Saved entries
####

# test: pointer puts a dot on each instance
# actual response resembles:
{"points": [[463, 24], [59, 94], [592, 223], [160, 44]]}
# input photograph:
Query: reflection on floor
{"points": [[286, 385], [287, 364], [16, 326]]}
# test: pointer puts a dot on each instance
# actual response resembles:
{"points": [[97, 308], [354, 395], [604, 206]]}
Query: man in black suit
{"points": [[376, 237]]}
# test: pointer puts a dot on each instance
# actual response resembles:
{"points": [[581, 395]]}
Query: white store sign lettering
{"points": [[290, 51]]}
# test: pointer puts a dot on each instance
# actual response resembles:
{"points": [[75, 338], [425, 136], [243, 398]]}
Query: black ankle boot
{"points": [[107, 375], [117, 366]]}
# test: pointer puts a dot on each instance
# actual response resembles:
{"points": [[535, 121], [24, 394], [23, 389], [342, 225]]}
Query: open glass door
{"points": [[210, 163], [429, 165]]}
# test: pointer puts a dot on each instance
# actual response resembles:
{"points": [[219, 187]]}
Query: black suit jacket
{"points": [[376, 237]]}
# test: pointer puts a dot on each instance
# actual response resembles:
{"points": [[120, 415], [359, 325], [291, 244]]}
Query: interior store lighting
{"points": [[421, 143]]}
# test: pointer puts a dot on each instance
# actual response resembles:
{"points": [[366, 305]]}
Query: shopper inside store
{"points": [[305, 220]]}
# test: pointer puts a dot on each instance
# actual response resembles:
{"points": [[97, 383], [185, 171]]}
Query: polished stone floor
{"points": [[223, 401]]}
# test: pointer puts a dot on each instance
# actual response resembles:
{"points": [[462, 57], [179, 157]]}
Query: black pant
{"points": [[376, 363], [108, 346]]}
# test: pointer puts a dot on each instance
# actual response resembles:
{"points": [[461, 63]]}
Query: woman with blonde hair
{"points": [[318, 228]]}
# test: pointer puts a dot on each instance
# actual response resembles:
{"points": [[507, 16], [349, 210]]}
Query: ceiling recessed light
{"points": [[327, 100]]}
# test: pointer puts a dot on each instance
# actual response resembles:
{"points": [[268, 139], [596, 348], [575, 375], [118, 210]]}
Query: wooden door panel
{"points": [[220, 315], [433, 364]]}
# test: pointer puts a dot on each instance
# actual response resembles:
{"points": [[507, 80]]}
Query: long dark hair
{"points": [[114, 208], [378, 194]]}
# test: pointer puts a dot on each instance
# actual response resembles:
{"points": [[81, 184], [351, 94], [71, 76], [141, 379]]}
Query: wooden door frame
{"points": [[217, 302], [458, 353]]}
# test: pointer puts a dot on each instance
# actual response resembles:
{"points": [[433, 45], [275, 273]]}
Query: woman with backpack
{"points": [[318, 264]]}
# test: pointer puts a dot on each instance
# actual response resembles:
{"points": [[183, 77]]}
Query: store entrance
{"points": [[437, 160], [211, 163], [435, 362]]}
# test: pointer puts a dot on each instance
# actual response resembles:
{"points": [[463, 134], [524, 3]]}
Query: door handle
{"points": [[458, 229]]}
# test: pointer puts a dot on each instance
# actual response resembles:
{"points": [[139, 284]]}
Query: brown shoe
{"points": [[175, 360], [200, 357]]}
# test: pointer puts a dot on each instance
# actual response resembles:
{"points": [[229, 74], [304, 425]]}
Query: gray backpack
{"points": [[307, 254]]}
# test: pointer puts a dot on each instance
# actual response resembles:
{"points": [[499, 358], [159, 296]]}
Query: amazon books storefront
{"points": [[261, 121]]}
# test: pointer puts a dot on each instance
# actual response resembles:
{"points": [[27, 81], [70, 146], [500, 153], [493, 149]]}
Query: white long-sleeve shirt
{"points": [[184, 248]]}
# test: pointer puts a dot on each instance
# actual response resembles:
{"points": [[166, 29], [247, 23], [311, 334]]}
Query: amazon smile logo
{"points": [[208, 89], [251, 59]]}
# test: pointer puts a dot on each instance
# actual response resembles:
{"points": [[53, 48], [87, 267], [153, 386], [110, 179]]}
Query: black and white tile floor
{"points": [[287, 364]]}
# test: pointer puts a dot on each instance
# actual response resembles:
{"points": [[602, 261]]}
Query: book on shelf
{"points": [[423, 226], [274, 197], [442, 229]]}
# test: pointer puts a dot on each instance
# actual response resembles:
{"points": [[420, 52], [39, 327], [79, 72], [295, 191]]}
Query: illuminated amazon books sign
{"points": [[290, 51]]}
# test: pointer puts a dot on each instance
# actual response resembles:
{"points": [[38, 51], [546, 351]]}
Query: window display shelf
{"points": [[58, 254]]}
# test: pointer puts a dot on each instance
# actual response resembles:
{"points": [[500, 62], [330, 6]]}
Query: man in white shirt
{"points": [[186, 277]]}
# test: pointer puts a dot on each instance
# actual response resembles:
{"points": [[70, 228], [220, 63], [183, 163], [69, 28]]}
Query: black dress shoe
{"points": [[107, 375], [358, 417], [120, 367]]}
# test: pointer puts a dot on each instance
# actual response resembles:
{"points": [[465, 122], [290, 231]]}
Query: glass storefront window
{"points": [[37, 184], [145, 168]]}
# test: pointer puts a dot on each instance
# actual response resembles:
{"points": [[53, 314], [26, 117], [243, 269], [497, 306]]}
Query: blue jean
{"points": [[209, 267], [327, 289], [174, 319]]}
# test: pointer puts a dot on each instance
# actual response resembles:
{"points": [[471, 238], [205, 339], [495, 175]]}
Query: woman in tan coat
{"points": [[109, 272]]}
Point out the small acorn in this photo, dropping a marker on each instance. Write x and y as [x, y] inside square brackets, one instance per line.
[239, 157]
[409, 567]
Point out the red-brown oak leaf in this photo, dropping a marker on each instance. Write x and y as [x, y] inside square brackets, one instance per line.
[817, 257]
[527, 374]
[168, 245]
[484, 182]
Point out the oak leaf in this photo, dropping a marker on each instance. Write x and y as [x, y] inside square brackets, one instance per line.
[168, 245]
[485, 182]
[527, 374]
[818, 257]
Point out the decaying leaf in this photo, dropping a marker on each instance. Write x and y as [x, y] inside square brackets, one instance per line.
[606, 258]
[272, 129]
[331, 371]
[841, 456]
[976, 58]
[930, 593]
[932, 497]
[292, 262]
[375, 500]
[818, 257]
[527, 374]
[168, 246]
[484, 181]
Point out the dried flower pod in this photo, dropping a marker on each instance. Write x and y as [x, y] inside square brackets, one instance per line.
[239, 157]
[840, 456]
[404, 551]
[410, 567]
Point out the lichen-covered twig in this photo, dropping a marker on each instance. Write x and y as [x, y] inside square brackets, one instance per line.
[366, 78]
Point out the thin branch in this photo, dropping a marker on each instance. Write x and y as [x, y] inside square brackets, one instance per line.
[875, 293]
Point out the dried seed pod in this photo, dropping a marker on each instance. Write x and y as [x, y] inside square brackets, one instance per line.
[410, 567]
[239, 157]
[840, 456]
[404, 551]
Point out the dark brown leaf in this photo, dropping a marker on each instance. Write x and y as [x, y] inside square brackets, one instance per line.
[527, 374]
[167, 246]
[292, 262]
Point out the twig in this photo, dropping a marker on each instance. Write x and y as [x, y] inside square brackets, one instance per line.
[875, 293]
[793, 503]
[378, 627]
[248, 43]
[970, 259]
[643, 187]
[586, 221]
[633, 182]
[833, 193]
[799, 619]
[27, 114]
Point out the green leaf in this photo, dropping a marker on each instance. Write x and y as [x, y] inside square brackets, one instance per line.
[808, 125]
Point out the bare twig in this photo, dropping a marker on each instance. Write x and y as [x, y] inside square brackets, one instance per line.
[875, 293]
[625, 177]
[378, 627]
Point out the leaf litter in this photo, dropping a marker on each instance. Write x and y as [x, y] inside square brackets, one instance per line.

####

> **What to do**
Would you repeat each line above exactly as it stands?

> **Solution to this exercise**
# test: pointer puts a dot on each instance
# actual response resembles:
{"points": [[463, 24], [59, 94], [592, 223], [160, 44]]}
# input photograph:
Query: reflection on floor
{"points": [[286, 385], [287, 364], [16, 326]]}
# test: pointer puts a dot on each instance
# actual response resembles:
{"points": [[97, 308], [354, 395], [604, 206]]}
Query: man in black suit
{"points": [[376, 237]]}
# test: pointer puts a dot on each instance
# actual response resembles:
{"points": [[581, 395]]}
Query: white store sign lettering
{"points": [[290, 51]]}
# test: pointer puts a dot on each instance
# actual response resembles:
{"points": [[75, 338], [425, 136], [243, 398]]}
Query: black ankle boot
{"points": [[107, 375], [117, 366]]}
# test: pointer puts a dot on each instance
# actual response resembles:
{"points": [[535, 121], [24, 394], [23, 389], [342, 225]]}
Query: open glass door
{"points": [[210, 163], [429, 165]]}
# test: pointer puts a dot on each instance
# actual response resembles:
{"points": [[219, 187]]}
Query: black suit jacket
{"points": [[376, 237]]}
# test: pointer puts a dot on each instance
# actual response resembles:
{"points": [[120, 415], [359, 325], [291, 244]]}
Query: interior store lighting
{"points": [[421, 143]]}
# test: pointer puts a dot on each instance
# actual response resembles:
{"points": [[366, 305]]}
Query: shopper inside store
{"points": [[305, 220]]}
# test: pointer puts a dot on each instance
# actual response resembles:
{"points": [[97, 383], [185, 171]]}
Query: polished stone floor
{"points": [[223, 401]]}
# test: pointer puts a dot on each instance
# actual response resembles:
{"points": [[462, 57], [179, 157]]}
Query: black pant
{"points": [[376, 363], [108, 346]]}
# test: pointer puts a dot on each instance
# actual response resembles:
{"points": [[461, 63]]}
Query: woman with blonde hair
{"points": [[318, 228]]}
# test: pointer puts a dot on each instance
# actual response resembles:
{"points": [[507, 16], [349, 210]]}
Query: ceiling recessed light
{"points": [[327, 100]]}
# test: pointer puts a dot on each instance
# actual response resembles:
{"points": [[268, 139], [596, 348], [575, 375], [118, 210]]}
Query: wooden door panel
{"points": [[220, 315], [433, 364]]}
# test: pointer puts a dot on each instance
# actual response resembles:
{"points": [[507, 80]]}
Query: long dark hair
{"points": [[114, 208], [378, 194]]}
# test: pointer puts a dot on each instance
# actual response resembles:
{"points": [[81, 184], [351, 94], [71, 76], [141, 379]]}
Query: wooden door frame
{"points": [[217, 302], [458, 353]]}
# test: pointer puts a dot on each instance
# actual response resembles:
{"points": [[433, 45], [275, 273]]}
Query: woman with backpack
{"points": [[318, 264]]}
# test: pointer puts a dot on each instance
# actual response resembles:
{"points": [[183, 77]]}
Query: store entrance
{"points": [[437, 160], [211, 163], [435, 362]]}
# test: pointer puts a dot on each instance
# actual response resembles:
{"points": [[463, 134], [524, 3]]}
Query: door handle
{"points": [[458, 229]]}
# test: pointer puts a dot on each instance
# actual response resembles:
{"points": [[139, 284]]}
Query: brown shoe
{"points": [[175, 360], [200, 357]]}
# test: pointer puts a dot on each instance
# actual response resembles:
{"points": [[229, 74], [304, 425]]}
Query: gray backpack
{"points": [[307, 254]]}
# test: pointer puts a dot on each instance
# actual response resembles:
{"points": [[499, 358], [159, 296]]}
Query: amazon books storefront
{"points": [[261, 121]]}
# test: pointer puts a dot on each instance
# actual response resembles:
{"points": [[27, 81], [70, 146], [500, 153], [493, 149]]}
Query: white long-sleeve shirt
{"points": [[184, 248]]}
# test: pointer puts a dot on each instance
# actual response resembles:
{"points": [[166, 29], [247, 23], [311, 334]]}
Query: amazon smile logo
{"points": [[208, 89], [251, 59]]}
# test: pointer puts a dot on each instance
# actual response resembles:
{"points": [[53, 48], [87, 267], [153, 386], [110, 179]]}
Query: black and white tile floor
{"points": [[287, 364]]}
# test: pointer puts a dot on each instance
# actual response resembles:
{"points": [[602, 261]]}
Query: book on shelf
{"points": [[423, 226], [274, 197], [442, 229]]}
# test: pointer puts a dot on each instance
# actual response resembles:
{"points": [[420, 52], [39, 327], [79, 72], [295, 191]]}
Query: illuminated amazon books sign
{"points": [[290, 51]]}
# test: pointer puts a dot on each instance
# actual response resembles:
{"points": [[38, 51], [546, 351]]}
Query: window display shelf
{"points": [[58, 254]]}
# test: pointer puts a dot on each instance
# actual response resembles:
{"points": [[500, 62], [330, 6]]}
Query: man in white shirt
{"points": [[186, 277]]}
# test: pointer puts a dot on each instance
# actual response resembles:
{"points": [[70, 228], [220, 63], [183, 163], [69, 28]]}
Query: black dress shoe
{"points": [[107, 375], [358, 417], [120, 367]]}
# test: pointer puts a dot on each instance
# actual response resembles:
{"points": [[465, 122], [290, 231]]}
Query: glass storefront window
{"points": [[37, 184], [145, 168]]}
# test: pointer puts a dot on each instance
# actual response resembles:
{"points": [[53, 314], [26, 117], [243, 269], [497, 306]]}
Query: blue jean
{"points": [[209, 267], [327, 289], [174, 319]]}
# test: pointer puts a dot on each instance
# actual response resembles:
{"points": [[471, 238], [205, 339], [495, 175]]}
Query: woman in tan coat
{"points": [[109, 272]]}
Point out the small acorn in this photo, dropping a marker on each instance. Write x and y as [x, y] inside square brackets, one instance per line.
[239, 157]
[409, 567]
Point out the red-brown oak leaf in this photo, dropping a marker on each instance. Write x and y as [x, y] inside square brackets, one instance per line.
[817, 257]
[527, 374]
[168, 245]
[484, 182]
Point out the oak leaf in this photo, dropping a marker on each instance. Write x and y as [x, y] inside square brackets, one instance per line.
[168, 245]
[485, 182]
[527, 374]
[818, 257]
Point out the decaying leaf in this photo, dropping a marker on each instance. Write x and y as [x, y] inside square brackets, one instance per line.
[606, 258]
[272, 129]
[331, 371]
[841, 456]
[976, 58]
[930, 593]
[932, 497]
[292, 262]
[375, 500]
[818, 257]
[527, 374]
[168, 246]
[484, 181]
Point out the dried flower pod in this photo, dropping a marker on each instance. Write x and y as [x, y] inside square brackets, one instance per line.
[239, 157]
[840, 456]
[404, 551]
[410, 567]
Point out the lichen-covered twig in this photo, dropping a marker on each instance. Write x and y as [x, y] inside square brackets, one instance per line.
[366, 78]
Point out the thin branch in this photo, dropping a marker on each instance. Write x and y as [x, y] inside square brackets, one instance per line.
[875, 293]
Point out the dried seed pod in this photo, dropping a marker on each instance. Write x and y as [x, y] inside square brackets, one instance per line.
[410, 567]
[239, 157]
[840, 456]
[404, 551]
Point out the dark brown leaf in this photo, dropping a marker on each instance. Write x and y as [x, y] inside square brackets, one instance per line.
[527, 374]
[167, 246]
[292, 262]
Point out the twig in this photo, dropping a marker on each instance. Write x and y as [x, y] inside square brackets, one instance per line.
[875, 293]
[793, 503]
[378, 627]
[248, 43]
[970, 259]
[643, 187]
[586, 221]
[633, 182]
[833, 193]
[799, 619]
[27, 114]
Point out the green leaf in this photo, dropping a marker on each instance. Write x and y as [x, y] inside square brackets, one instance per line.
[808, 125]
Point out the bare twig in this photo, dropping a marker on each instance. Write x and y as [x, y] inside square brackets, one instance per line.
[875, 293]
[625, 177]
[378, 627]
Point out the leaf litter in this photo, dropping a marker on each instance. Write x and y as [x, y] inside square brackets, one instance per line.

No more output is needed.